Lee’s Summit prom boutique gives away dresses, smiles: ‘Yes to the dress’
Each year, as prom season approaches, Lee’s Summit’s Woods Chapel United Methodist Church turns into a shopping center.
Volunteers hang up hundreds of donated dresses and suits, all offered for free to area students, and then open their pop-up boutique. Youths walk the racks, hunting determinedly for just the right style and fit and grinning as they try on their finds.
“They go in, and they put that dress on, they come out and look at themselves in the mirror, and they smile … it’s amazing to see,” said Christy Barber, one of the many volunteers who make the church’s annual prom event possible.
Organizers estimate the event started with about 1,500 new or gently worn prom dresses across a range of styles and sizes, as well as a smaller selection of suits and tuxedos, to pick from this year. Everything, including jewelry, purses, shoes and other accessories, is given away gratis.
Volunteers don’t ask about income, and only inquire about where students go to school. Students come from around the region and both Missouri and Kansas.
Some items are pulled from closets and donated to the program (Barber pointed out one donation of around 60 pairs of the same size of shoes that came from one person), and others come from area businesses. All are free.
“If you look in our sanctuary, part of our mission is to make everyone who comes here feel included, accepted and loved,” Barber said. “People are like, well, it’s kind of a weird ministry for a church, but you know, every student, if we can have their experience in this building, make them feel somebody cared about me, somebody treated me like I was special — and our volunteers are amazing — that’s what we want them to feel.”
Each year, volunteers reach out to schools in the area and invite them to send students. Last year, the boutique served more than 1,000 students from 120 schools. Since 2005, the boutique has given away more than 26,000 dresses.

——————————

ACTIONS TO TAKE –
**A.** Answer these questions from the prom boutique article, one line each:
(i) About how many prom dresses did organizers estimate the event started with this year?
(ii) What is the only thing volunteers ask students about?
(iii) How many students and schools did the boutique serve last year?
**B.** Please carry the prom boutique article forward from its final paragraph.

INFORMATION –
——————————

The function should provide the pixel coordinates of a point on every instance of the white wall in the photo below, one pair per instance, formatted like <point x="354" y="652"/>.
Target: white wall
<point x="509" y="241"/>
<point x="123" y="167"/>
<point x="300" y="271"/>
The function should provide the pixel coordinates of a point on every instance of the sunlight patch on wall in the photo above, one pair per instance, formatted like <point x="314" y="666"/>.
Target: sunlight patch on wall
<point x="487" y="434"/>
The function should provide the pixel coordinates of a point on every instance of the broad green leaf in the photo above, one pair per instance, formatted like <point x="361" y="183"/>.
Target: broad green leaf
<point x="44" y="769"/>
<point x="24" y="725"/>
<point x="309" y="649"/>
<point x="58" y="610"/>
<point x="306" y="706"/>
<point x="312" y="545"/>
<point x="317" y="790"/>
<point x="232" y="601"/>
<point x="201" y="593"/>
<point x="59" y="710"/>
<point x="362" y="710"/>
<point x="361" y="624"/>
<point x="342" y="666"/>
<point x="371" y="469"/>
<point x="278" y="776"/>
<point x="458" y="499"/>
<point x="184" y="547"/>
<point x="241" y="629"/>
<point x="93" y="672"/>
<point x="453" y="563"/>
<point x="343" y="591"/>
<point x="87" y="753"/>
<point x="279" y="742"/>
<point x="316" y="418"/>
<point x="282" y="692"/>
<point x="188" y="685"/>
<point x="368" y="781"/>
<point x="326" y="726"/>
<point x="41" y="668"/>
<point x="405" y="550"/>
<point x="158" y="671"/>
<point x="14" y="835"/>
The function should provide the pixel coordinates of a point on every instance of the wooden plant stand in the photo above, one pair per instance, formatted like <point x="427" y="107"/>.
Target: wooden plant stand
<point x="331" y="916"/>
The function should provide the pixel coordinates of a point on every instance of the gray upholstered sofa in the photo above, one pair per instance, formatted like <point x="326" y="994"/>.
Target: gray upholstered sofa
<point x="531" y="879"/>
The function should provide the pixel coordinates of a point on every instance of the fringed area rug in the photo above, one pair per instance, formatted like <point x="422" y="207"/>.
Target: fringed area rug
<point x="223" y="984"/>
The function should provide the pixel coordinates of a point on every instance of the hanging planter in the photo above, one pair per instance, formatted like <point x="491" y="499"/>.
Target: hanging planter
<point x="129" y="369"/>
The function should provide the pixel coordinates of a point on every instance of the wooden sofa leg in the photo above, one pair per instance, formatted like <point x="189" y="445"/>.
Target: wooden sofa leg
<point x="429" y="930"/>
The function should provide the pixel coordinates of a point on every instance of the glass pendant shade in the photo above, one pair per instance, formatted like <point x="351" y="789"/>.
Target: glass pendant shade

——————————

ANSWERS IN ORDER –
**A.**
(i) About 1,500.
(ii) Where they go to school.
(iii) More than 1,000 students from 120 schools.

**B.**
The program first launched in 1998 as the idea of Sonia Clogston, a member of the church who was also a Missouri social worker who worked with girls in foster care or other care organizations and wanted to find prom dresses for those youths. In 2005, Clogston partnered with the church as the event gained traction. The church has hosted the event annually every year since then, except for 2021, because of the pandemic.
“The church was sort of like, ‘Well, maybe we could do that as a ministry,’” Barber said. “It began very small, a hundred dresses, and it has grown and grown and grown.”
The program is run by a small army of volunteers: Barber estimated it takes around 200 people to put on the event. Some do alterations, others help with measurements and others with tracking down the right items.
Donna Coleman said she began volunteering at the boutique after her daughter got a dress when she was in high school in 2019. She has been giving back every year since then, she said.
“To see the faces — oh my God — to see the faces on them once they put on a dress,” she said. “When they say yes to the dress….”
This year’s event was open on Tuesday and Wednesday and will reopen on Friday and Saturday.